本文
################

おはようございます。今日から再び「各自自宅礼拝」です。新型コロナウィルス感染拡大防止の観点からの措置です。ご理解とご協力を賜りますと幸いです。通常礼拝を再開できる日が一日も早く訪れることを共に祈ろうではありませんか。

今日の聖書の箇所は、新約聖書4ページ、マタイによる福音書3章13節から17節までです。この箇所に描かれているのは、イエス・キリスト御自身が洗礼を受けられた、という事実です。

根本的なところからお話ししますと、「イエスが宣教を始められたときはおよそ30歳であった」とルカによる福音書3章23節に記されています。このルカの証言に基づいて、30歳になられてからのイエスさまの生涯を教会では「公生涯(こうしょうがい)」と呼ぶならわしになっています。

その「公生涯」の最初にイエスさまは「ヨハネ」という名の人から洗礼をお受けになりました。「ヨハネ」とは誰か。その答えがマタイによる福音書3章の1節から4節までに記されています。

「そのころ、洗礼者ヨハネが現れて、ユダヤの荒れ野で宣べ伝え、『悔い改めよ。天の国は近づいた』と言った。(2節省略)ヨハネは、らくだの毛衣を着、腰に革の帯を締め、いなごと野蜜を食べ物としていた。そこで、エルサレムとユダヤ全土から、また、ヨルダン川沿いの地方一帯から、人々がヨハネのもとに来て、罪を告白し、ヨルダン川で彼から洗礼を受けた」(3章1~6節)。

ヨハネはこういう人でしたということで今日はお許しください。詳しい内容に踏み込むいとまはありません。ヨハネの人となりについての詳細については、機会を改めてお話ししたいと思います。それよりも今日集中したいのは、このヨハネからイエス・キリストが洗礼を受けられたという事実のほうです。なぜイエスさまはヨハネから洗礼を受けられたのかという問題のほうです。

################

元データ

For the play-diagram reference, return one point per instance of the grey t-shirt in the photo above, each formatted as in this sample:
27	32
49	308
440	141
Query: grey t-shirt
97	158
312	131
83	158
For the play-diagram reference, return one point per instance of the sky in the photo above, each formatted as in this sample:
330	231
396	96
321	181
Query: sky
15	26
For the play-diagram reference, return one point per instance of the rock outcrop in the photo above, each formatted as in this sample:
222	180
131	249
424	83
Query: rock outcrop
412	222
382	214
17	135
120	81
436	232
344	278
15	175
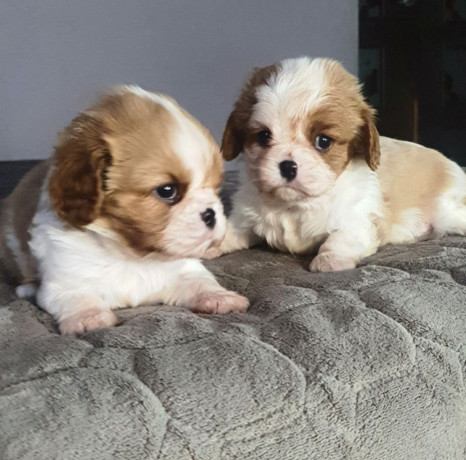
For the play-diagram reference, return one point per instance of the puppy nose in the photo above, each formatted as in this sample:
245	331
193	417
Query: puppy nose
288	169
208	216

################

課題
本文によると、30歳になってからのイエスの生涯を、教会では何と呼ぶか。

回答
「公生涯(こうしょうがい)」と呼ぶ。